- [Objective] Reproduce all of the data below word for word, changing nothing in any line.
+ + + +
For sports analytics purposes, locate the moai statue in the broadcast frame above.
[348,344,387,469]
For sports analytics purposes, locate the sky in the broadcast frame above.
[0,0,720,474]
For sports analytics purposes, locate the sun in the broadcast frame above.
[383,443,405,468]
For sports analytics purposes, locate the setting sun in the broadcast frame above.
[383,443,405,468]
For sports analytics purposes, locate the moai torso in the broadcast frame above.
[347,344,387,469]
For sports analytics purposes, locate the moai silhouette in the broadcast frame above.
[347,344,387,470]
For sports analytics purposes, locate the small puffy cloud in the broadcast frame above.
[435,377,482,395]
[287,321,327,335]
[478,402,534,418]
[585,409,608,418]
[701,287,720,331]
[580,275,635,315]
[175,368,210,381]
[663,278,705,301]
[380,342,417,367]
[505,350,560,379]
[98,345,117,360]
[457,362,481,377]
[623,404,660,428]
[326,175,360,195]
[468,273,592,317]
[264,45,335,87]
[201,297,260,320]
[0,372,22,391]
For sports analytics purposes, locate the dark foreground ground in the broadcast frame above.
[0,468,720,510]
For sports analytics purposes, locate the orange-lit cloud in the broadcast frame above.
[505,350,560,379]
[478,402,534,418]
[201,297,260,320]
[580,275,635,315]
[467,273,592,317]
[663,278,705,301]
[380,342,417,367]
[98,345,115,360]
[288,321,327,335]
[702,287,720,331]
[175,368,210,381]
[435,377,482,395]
+ + + +
- [Answer to the problem]
For sports analytics purposes, locate the moai statue in the broadcast frame above.
[348,344,387,469]
For sports analytics purposes, locate the sky in the broadcast frame above.
[0,0,720,474]
For sports analytics purposes, locate the sun in the broadcast frame above.
[383,443,405,468]
For sports analytics purposes, locate the setting sun in the broadcast frame above.
[383,443,405,468]
For sports analytics purposes, locate the moai torso in the broadcast frame above.
[347,344,387,469]
For sports analytics purposes, locate the moai silhouette in the broadcast frame above.
[347,344,387,470]
For sports analytics purposes, locate the small puffy cloud in the broadcast frame above.
[435,377,482,395]
[287,321,327,335]
[478,402,534,418]
[585,409,608,418]
[701,287,720,331]
[580,275,635,315]
[175,368,210,381]
[663,278,705,301]
[380,342,417,367]
[505,350,560,379]
[98,345,117,360]
[457,362,481,377]
[623,404,660,428]
[326,175,360,195]
[468,273,592,317]
[264,45,335,87]
[201,297,260,320]
[0,372,22,391]
For sports analytics purposes, locate the dark foreground ground in the broadcast frame above.
[0,468,720,510]
For sports analytics purposes, locate the orange-lit cloud in the broadcast frame above.
[505,350,560,379]
[478,402,534,418]
[201,297,260,320]
[580,275,635,315]
[467,273,592,317]
[663,278,705,301]
[380,342,417,367]
[98,345,115,360]
[288,321,327,335]
[702,287,720,331]
[175,368,210,381]
[435,377,482,395]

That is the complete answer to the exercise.